• _DOCUMENT PASSAGE_:
# Dairy/meet sheep questions



## D1 (Dec 14, 2012)

I am NOT asking what breed is the best for meet and what breed is the best for dairy, as I can ask 10 people and get 10 different answers.

I am looking for an all around breed that will serve the purpose of putting dairy and meet on the table. 

I will need one that is fairly desease resistant and can handle the warmer weather of south MS.


----------



## SheepGirl (Dec 14, 2012)

There are only a few specialized dairy sheep breeds... East Friesian, Lacaune, etc... plus others like Dorset and Icelandic are good for dairy. You can use these as your ewe breed and cross them with a terminal sire (any blackface breed, Texel, Montadale, etc) to get lambs for meat.

If you want you can check out my sheep breed selector (link in my signature) to match the best breed to YOUR needs.


----------



## BrownSheep (Dec 14, 2012)

Polypay might also work for you as well.

• _EXCERPTED DATA_:
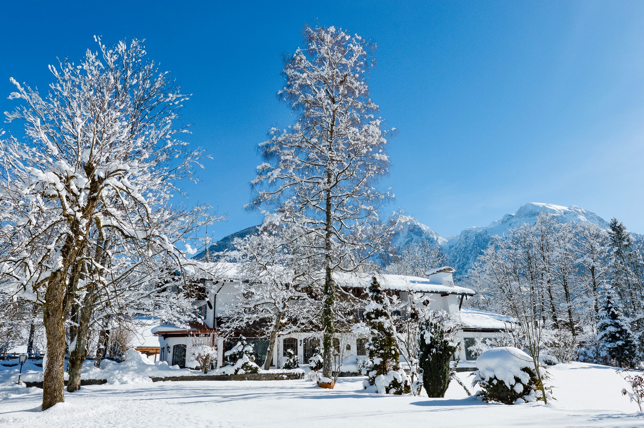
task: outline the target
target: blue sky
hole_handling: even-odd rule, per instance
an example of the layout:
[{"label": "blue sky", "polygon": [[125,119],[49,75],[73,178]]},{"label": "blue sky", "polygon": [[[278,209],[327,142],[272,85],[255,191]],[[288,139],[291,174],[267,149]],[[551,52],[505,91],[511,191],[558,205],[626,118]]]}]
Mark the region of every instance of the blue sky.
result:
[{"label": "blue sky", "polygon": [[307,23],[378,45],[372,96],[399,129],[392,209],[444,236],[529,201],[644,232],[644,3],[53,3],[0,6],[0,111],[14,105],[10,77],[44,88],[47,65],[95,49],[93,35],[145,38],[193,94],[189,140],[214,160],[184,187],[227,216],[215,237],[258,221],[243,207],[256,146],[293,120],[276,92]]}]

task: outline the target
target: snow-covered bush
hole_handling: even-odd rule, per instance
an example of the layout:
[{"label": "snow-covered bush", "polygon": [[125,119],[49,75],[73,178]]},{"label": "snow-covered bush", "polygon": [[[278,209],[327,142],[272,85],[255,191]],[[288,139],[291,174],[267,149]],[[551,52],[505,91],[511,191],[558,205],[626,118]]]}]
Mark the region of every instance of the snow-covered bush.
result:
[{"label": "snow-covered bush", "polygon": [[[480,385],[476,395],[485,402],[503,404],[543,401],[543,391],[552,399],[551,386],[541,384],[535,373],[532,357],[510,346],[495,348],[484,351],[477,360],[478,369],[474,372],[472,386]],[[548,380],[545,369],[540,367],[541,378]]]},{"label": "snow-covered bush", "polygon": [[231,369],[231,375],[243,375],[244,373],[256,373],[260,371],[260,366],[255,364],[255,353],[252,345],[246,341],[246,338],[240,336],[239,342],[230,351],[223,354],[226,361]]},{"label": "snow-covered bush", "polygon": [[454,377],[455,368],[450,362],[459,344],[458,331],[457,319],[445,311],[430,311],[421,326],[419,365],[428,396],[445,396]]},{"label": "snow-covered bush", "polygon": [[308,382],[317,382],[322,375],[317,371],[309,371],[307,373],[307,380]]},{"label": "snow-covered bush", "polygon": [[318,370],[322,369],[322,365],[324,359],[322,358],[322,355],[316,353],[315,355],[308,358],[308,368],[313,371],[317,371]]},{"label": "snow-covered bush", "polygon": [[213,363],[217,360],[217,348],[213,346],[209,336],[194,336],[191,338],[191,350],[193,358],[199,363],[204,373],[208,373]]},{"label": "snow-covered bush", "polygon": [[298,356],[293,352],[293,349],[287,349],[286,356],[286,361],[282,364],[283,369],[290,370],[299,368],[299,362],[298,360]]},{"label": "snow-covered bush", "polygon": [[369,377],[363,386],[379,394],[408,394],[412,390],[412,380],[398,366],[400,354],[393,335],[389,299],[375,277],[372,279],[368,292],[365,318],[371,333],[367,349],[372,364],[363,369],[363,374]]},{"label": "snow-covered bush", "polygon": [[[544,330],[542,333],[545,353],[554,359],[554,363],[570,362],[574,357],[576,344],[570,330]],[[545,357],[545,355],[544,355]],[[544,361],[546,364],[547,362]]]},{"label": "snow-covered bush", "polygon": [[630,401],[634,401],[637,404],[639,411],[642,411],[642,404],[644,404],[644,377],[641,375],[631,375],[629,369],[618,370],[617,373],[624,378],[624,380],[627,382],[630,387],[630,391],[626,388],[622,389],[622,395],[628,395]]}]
* * *
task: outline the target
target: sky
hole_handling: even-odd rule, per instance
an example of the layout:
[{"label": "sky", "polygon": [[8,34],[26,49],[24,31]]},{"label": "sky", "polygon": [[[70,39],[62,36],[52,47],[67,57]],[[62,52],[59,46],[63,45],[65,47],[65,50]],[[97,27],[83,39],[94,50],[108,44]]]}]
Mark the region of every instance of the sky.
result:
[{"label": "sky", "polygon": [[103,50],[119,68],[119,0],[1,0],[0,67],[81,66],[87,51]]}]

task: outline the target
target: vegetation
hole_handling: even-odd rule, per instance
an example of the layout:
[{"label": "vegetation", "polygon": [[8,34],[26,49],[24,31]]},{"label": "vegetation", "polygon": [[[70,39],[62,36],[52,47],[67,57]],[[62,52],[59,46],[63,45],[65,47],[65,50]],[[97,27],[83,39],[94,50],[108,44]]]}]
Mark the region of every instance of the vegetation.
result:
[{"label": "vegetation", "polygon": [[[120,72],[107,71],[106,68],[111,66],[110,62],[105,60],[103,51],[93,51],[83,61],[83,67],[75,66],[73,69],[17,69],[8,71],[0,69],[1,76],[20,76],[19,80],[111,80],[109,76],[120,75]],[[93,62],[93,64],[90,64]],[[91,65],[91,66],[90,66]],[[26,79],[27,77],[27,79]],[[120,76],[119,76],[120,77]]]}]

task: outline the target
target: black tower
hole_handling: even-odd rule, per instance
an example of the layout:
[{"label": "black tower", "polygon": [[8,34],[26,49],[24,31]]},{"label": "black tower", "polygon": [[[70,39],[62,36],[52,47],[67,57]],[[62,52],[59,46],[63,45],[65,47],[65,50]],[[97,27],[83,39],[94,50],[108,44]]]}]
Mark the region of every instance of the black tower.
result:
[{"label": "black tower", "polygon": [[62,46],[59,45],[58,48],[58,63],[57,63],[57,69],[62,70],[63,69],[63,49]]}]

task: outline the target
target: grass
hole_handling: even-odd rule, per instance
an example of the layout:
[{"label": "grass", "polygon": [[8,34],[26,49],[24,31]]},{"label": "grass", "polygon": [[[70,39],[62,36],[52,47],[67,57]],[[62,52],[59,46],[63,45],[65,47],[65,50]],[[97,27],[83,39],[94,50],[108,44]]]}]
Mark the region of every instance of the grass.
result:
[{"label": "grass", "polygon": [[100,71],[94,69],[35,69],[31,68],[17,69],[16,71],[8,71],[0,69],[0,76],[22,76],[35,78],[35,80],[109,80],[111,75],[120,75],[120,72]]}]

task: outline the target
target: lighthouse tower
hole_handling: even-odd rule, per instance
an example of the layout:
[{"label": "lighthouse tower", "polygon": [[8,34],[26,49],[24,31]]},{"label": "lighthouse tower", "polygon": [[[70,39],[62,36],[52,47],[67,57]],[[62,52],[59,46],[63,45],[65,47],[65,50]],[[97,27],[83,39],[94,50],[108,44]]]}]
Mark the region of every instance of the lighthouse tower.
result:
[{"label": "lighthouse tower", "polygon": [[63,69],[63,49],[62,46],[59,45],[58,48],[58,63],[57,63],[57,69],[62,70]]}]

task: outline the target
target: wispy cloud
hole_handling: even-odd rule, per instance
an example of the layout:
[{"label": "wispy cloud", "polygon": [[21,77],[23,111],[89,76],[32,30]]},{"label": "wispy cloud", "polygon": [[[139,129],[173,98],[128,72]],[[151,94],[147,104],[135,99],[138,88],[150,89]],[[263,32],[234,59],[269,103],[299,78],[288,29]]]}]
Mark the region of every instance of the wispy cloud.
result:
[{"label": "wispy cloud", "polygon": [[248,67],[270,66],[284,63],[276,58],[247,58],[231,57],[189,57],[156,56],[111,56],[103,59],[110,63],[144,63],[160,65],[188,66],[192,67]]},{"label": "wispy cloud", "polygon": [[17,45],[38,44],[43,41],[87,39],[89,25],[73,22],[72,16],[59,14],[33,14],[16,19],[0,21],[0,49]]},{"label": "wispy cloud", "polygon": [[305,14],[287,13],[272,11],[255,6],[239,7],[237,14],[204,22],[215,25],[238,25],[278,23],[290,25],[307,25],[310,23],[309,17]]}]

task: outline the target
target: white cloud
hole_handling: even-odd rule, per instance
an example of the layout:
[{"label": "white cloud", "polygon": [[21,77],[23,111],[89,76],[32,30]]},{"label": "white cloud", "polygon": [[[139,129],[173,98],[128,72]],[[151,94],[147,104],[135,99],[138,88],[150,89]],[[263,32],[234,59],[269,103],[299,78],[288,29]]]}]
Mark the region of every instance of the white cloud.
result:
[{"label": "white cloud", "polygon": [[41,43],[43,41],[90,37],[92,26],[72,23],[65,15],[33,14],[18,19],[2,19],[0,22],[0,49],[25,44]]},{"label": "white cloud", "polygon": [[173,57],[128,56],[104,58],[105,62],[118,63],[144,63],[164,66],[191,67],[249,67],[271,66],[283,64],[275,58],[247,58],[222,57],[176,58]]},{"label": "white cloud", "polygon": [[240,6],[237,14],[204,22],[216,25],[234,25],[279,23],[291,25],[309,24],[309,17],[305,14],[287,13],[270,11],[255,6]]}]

• _TASK INSTRUCTIONS_:
Answer these about the sheep forum thread above:
1. In what area does the first poster need the sheep to handle warmer weather?
2. Besides the specialized dairy breeds, which two breeds does SheepGirl say are good for dairy?
3. Which breed does BrownSheep suggest?

• _RESPONSE TO THIS TASK_:
1. South MS
2. Dorset and Icelandic
3. Polypay